┌──

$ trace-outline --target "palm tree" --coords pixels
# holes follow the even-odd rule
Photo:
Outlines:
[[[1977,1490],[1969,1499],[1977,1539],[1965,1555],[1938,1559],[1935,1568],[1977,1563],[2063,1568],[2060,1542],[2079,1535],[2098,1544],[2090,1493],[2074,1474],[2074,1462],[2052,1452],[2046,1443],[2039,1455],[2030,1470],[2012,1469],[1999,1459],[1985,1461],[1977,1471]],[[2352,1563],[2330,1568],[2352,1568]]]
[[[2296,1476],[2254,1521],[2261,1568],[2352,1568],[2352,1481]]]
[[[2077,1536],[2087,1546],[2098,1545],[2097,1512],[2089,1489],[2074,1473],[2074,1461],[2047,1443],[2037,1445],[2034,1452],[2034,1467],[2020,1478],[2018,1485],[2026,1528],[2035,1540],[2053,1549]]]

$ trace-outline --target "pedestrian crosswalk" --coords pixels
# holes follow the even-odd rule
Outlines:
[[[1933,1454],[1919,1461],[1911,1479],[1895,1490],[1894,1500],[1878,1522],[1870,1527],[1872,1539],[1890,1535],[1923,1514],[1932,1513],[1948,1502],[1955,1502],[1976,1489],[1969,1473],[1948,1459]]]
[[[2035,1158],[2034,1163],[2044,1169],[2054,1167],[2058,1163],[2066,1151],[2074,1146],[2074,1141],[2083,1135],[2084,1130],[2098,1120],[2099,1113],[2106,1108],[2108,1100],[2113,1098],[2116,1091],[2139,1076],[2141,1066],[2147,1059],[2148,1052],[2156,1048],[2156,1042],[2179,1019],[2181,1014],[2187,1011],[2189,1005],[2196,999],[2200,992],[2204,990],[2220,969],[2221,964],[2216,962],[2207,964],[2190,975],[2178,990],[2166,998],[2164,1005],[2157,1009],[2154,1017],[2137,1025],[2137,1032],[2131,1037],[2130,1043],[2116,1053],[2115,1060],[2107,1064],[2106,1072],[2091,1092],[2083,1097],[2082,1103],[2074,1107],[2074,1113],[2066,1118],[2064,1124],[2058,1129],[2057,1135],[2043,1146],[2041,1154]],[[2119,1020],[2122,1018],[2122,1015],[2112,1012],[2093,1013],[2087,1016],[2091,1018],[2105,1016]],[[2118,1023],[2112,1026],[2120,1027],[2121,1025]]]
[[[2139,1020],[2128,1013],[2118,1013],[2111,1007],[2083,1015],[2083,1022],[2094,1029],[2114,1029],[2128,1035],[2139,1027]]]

└──

» Task goal
Copy each line above that contains the string "target".

» Task solution
$ trace-outline --target "palm tree" --coords pixels
$ trace-outline --target "pedestrian crosswalk" --coords pixels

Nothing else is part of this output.